- **TEXTO DE APOIO**
>>>>
12/11/15 14h40

China troca de amigos na América Latina e se aproxima do Brasil

Valor Econômico

O Brasil está, pouco a pouco, assumindo a posição de carro-chefe do investimento chinês na América Latina, em meio ao distanciamento de Pequim em relação a aliados ideológicos dependentes do petróleo, como a Venezuela.

A crescente presença de Pequim no que Washington considera seu "quintal" deu a líderes latino-americanos uma bem-vinda dose de independência em relação aos EUA e proporcionou-lhes um grau de liberdade para implementar projetos considerados suas "menina dos olhos". Entre 2010 e 2014, os US$ 90 bilhões em empréstimos da China à América Latina ultrapassaram os desembolsos do Banco Mundial e do Banco Interamericano de Desenvolvimento (BID) na região, segundo relatório da Global Economic Governance Initiative, da Universidade de Boston.
<<<<
- **EXERCÍCIOS**
- 1) Reproduza o trecho do texto sobre a China na América Latina que começa nas palavras "O Brasil está, pouco" e vai até "como a Venezuela.", inclusive.
- 2) Resuma em poucas frases o parágrafo do texto sobre a China na América Latina que começa com "A crescente presença de Pequim", mantendo os fatos principais.
- 3) Prossiga com o texto sobre a China na América Latina a partir do ponto em que ele termina.
Os dados não têm papel algum nesta atividade.

- **Dados brutos**
>>>>
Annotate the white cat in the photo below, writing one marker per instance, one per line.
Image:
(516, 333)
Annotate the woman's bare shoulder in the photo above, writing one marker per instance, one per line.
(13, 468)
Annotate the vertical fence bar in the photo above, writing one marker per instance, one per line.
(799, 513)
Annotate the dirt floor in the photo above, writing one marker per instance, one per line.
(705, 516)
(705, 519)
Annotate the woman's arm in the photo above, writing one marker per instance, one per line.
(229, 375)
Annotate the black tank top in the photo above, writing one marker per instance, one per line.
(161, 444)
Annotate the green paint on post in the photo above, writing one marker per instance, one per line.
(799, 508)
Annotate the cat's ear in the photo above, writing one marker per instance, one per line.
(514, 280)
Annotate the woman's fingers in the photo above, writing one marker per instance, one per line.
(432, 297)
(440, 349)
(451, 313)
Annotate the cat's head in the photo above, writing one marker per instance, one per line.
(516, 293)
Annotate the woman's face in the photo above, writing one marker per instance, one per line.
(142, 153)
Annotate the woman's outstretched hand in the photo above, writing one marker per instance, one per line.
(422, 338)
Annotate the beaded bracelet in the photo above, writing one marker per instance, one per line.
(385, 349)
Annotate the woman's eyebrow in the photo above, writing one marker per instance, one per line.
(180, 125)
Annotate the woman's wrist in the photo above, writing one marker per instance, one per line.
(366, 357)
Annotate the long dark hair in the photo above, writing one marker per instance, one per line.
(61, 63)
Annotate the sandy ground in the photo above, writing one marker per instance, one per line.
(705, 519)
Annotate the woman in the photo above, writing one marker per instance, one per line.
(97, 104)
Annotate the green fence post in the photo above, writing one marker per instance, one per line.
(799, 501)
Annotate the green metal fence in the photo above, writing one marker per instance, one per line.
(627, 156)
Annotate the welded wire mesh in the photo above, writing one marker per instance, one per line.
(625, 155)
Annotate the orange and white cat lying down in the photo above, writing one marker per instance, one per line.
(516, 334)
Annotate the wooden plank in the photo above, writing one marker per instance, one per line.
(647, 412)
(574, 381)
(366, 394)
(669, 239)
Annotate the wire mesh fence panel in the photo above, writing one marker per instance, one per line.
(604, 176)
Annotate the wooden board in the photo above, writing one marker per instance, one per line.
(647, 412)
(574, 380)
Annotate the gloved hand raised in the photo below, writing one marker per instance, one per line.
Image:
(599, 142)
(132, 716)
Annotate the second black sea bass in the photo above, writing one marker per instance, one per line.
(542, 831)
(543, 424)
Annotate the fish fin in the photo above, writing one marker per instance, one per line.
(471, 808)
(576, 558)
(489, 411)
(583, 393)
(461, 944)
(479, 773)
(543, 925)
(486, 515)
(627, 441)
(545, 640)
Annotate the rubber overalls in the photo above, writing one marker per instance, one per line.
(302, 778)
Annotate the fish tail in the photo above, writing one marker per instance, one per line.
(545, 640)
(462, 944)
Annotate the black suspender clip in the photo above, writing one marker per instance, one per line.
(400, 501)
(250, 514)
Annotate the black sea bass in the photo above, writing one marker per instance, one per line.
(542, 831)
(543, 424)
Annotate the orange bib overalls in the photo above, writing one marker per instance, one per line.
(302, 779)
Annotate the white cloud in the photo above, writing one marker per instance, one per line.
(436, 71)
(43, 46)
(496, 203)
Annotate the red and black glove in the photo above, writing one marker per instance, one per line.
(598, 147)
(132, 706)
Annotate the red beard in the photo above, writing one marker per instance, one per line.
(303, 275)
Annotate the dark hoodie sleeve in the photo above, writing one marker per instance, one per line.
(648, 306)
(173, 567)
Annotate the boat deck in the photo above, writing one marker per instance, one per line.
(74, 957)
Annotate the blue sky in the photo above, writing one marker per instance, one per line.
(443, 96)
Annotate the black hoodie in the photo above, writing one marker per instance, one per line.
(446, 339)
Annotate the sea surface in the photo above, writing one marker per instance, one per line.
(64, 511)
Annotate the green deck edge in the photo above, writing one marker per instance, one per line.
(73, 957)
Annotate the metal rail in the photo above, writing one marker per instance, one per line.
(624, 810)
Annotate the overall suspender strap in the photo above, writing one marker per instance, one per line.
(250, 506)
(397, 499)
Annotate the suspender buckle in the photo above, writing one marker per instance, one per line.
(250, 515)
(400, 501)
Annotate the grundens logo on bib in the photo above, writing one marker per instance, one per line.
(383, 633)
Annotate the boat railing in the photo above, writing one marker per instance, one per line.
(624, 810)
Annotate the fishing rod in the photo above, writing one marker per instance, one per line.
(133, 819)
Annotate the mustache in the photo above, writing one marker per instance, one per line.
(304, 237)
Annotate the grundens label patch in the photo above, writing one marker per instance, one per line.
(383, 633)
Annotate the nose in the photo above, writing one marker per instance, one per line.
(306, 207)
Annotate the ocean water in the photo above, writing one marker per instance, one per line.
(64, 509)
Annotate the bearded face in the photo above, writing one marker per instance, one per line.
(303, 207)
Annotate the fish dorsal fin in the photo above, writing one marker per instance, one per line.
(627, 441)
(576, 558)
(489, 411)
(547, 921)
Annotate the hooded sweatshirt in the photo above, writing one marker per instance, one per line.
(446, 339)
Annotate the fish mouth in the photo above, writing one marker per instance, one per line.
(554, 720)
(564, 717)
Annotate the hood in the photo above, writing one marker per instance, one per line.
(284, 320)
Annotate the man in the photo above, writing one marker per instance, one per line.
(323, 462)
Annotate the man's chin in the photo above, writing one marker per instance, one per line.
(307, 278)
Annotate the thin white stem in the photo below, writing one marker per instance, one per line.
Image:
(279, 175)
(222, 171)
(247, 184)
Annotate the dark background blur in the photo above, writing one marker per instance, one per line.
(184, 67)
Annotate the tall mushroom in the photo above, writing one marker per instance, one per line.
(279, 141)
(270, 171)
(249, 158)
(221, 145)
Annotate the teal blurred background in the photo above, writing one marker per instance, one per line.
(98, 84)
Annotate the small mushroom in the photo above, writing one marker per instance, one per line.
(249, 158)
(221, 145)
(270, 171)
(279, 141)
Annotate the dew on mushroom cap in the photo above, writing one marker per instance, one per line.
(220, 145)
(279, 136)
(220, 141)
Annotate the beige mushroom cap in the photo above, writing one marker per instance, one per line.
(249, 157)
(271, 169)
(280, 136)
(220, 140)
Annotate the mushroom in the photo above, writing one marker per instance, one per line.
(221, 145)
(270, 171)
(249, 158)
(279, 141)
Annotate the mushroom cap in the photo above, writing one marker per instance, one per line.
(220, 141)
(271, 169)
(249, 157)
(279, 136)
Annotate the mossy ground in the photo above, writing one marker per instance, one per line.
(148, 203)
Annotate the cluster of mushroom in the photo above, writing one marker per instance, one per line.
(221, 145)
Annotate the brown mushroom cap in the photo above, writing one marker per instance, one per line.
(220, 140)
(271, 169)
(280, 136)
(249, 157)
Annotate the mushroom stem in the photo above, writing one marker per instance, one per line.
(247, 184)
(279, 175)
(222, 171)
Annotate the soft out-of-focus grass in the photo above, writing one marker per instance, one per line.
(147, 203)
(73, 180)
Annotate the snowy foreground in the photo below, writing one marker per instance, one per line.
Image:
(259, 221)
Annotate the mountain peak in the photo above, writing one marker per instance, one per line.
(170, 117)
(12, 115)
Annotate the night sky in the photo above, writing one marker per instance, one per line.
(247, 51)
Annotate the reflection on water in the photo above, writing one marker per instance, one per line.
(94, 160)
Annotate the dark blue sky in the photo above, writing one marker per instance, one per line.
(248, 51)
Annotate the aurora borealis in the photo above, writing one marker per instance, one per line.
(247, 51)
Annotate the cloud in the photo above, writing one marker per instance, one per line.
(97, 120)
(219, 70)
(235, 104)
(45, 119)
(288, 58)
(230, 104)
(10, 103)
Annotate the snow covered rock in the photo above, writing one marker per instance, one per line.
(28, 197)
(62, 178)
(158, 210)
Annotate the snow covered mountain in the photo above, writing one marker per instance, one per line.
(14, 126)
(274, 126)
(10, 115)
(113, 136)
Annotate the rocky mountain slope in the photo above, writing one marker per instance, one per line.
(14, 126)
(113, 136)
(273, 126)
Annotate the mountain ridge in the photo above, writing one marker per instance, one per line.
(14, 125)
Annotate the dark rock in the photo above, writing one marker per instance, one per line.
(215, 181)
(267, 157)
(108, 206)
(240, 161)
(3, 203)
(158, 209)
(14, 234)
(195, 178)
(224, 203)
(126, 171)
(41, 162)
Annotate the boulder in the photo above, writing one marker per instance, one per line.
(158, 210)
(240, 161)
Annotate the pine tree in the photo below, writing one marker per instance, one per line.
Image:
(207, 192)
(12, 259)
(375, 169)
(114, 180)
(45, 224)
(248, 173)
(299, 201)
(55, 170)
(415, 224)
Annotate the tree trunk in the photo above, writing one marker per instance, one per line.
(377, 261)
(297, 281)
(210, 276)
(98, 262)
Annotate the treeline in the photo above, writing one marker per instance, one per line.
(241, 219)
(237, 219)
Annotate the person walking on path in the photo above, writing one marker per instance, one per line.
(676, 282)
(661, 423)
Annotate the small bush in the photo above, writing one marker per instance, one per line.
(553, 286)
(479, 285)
<<<<
- **RESPOSTAS ESPERADAS**
- 1)
O Brasil está, pouco a pouco, assumindo a posição de carro-chefe do investimento chinês na América Latina, em meio ao distanciamento de Pequim em relação a aliados ideológicos dependentes do petróleo, como a Venezuela.

- 2) A presença cada vez maior de Pequim na região que Washington vê como seu "quintal" deu aos líderes latino-americanos mais independência em relação aos EUA e liberdade para tocar seus projetos prediletos. De 2010 a 2014, a China emprestou US$ 90 bilhões à América Latina, superando os desembolsos do Banco Mundial e do BID na região, segundo relatório da Global Economic Governance Initiative, da Universidade de Boston.

- 3)
Hoje, a entrada de fundos chineses já não é tão caudalosa. A queda acentuada do preço do petróleo levou a uma redução dos investimentos chineses em nações dependentes de exportações de petróleo. Na América Latina, isso significa que a China está se distanciando de amigos "esquerdistas", como Venezuela ou Equador, e aproximando-se de outros países, entre eles Brasil e Chile.

"O governo chinês ficou mais cauteloso quando à concessão de empréstimos desde que o presidente Xi e Li assumiram o poder, especialmente empréstimos para países como a Venezuela e o Equador", diz Li Renfang, analista para América Latina na Universidade Sudoeste de Ciência e Tecnologia, referindo-se a Xi Jinping e Li Keqiang, respectivamente presidente e premiê da China.

"No passado, o investimento chinês nos países tinha conotações ideológicas e políticas, mas hoje damos maior peso aos interesses econômicos", diz Renfang.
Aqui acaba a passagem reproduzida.